#### AIM
Reproduce each of the following records verbatim, line by line, keeping every character and coordinate unchanged.

* Start *

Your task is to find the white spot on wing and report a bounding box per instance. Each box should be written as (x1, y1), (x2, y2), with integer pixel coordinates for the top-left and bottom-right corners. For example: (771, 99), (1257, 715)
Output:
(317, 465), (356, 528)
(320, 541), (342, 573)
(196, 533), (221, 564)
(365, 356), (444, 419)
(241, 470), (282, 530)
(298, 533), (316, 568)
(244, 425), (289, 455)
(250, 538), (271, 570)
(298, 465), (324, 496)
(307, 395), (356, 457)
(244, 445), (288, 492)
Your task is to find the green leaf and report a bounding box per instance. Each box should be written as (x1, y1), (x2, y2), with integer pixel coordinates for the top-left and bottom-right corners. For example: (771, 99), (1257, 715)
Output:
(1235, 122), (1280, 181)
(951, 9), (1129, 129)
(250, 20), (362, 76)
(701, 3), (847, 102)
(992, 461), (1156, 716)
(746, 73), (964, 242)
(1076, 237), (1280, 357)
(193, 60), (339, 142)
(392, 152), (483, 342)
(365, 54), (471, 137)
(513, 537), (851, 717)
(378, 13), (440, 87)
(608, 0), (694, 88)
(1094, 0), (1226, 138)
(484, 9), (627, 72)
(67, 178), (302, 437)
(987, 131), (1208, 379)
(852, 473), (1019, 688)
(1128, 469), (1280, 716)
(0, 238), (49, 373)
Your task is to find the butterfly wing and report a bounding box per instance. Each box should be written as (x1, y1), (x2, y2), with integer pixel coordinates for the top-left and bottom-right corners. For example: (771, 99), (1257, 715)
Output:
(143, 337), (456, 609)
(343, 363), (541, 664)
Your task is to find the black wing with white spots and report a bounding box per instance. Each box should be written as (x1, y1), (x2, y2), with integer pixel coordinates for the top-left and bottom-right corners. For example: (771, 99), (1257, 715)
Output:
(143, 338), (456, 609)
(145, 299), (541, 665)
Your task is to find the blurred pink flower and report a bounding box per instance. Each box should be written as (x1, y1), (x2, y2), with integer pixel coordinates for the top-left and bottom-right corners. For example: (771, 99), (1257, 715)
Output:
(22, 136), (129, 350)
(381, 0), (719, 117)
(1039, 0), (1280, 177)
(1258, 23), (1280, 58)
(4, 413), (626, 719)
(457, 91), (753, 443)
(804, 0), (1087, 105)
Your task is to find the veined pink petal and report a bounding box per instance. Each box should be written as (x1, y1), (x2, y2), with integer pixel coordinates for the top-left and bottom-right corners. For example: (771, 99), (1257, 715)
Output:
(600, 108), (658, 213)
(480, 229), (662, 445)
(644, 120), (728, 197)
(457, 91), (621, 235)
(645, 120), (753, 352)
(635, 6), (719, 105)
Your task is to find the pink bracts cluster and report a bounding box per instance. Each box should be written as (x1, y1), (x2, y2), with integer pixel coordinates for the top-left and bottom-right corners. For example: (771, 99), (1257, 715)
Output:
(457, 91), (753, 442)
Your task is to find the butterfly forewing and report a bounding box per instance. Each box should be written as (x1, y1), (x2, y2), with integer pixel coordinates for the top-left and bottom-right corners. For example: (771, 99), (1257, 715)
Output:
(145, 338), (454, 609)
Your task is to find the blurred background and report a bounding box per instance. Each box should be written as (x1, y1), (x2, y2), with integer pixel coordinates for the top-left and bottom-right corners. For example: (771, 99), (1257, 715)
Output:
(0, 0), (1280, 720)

* End *

#### RESULT OF THIS EXERCISE
Your task is to find the white spot on wing and report a bounding box per instance. Each box should be written as (x1, y1), (x2, y2), with integer pixel coordinates for the top-left and bottom-right corners. For example: (771, 99), (1257, 715)
Output:
(317, 465), (356, 528)
(320, 541), (342, 573)
(196, 533), (221, 564)
(365, 356), (444, 419)
(241, 470), (282, 530)
(298, 533), (316, 568)
(244, 425), (289, 455)
(250, 538), (271, 570)
(298, 465), (324, 496)
(307, 395), (356, 457)
(244, 445), (288, 492)
Your task is to find the green leaf and report a bounding box per instance. Each box should be written as (x1, y1), (x2, y2), with integer pixel coordinates for the top-left and bottom-right corners. For example: (771, 99), (1257, 715)
Output:
(1235, 122), (1280, 181)
(951, 9), (1129, 129)
(250, 20), (362, 76)
(701, 3), (847, 102)
(992, 461), (1156, 716)
(746, 73), (964, 242)
(1076, 237), (1280, 357)
(193, 60), (339, 142)
(392, 152), (483, 342)
(365, 54), (471, 137)
(513, 537), (851, 717)
(378, 13), (440, 87)
(608, 0), (694, 88)
(1094, 0), (1226, 138)
(484, 9), (627, 72)
(67, 178), (302, 437)
(987, 131), (1208, 379)
(852, 473), (1019, 688)
(1128, 469), (1280, 716)
(0, 238), (49, 373)
Your task is to find the butterfly wing and report a bounding box per instance. Each box should be written as (x1, y1), (x2, y2), with integer pixel coordinates for the top-left and bottom-right corners. For example: (771, 99), (1257, 715)
Output:
(143, 337), (456, 609)
(343, 363), (541, 664)
Your task is to find the black wing with white spots and report a bounding box per instance. Each box should be written as (x1, y1), (x2, y2), with integer pixel coordinates for the top-left and bottom-right corners. For example: (771, 99), (1257, 715)
Output:
(143, 338), (456, 609)
(145, 299), (541, 665)
Your task is to find the blurred pink flower and report a bounding box per instance. Each box should be written as (x1, y1), (x2, y2), with integer pixel coordinates for the top-left and bottom-right corners. For example: (771, 99), (1257, 715)
Output:
(22, 136), (129, 350)
(381, 0), (719, 117)
(1039, 0), (1280, 177)
(1258, 23), (1280, 58)
(4, 413), (626, 719)
(457, 91), (753, 443)
(804, 0), (1087, 105)
Your task is to find the veined pink petal and report a bounding box per instance. Each box should be written as (x1, y1), (x2, y2), with integer pixel coordinates for the top-left and bottom-right corners. For example: (771, 99), (1257, 715)
Output:
(600, 108), (658, 213)
(480, 229), (662, 445)
(644, 120), (728, 197)
(457, 91), (621, 235)
(645, 120), (753, 352)
(635, 6), (719, 105)
Your task is to find the pink bracts cluster and report a bounding box per instance. Each box should be written as (x1, y1), (x2, y2), with integer pixel coordinates for the top-left and bottom-right corners. For example: (771, 99), (1257, 715)
Output:
(457, 91), (753, 442)
Your task is to find the butterfly forewing and report a bounding box per instance. Each box should be written as (x1, y1), (x2, y2), with integer pixel coordinates for the top-left and bottom-right corners. For example: (771, 99), (1257, 715)
Output:
(145, 338), (454, 609)
Your task is to find the blurred background and report a bounding box per instance. Each box should be written as (x1, y1), (x2, y2), with integer pixel coordinates for the top-left and bottom-right corners. For example: (771, 99), (1257, 715)
Output:
(0, 0), (1280, 720)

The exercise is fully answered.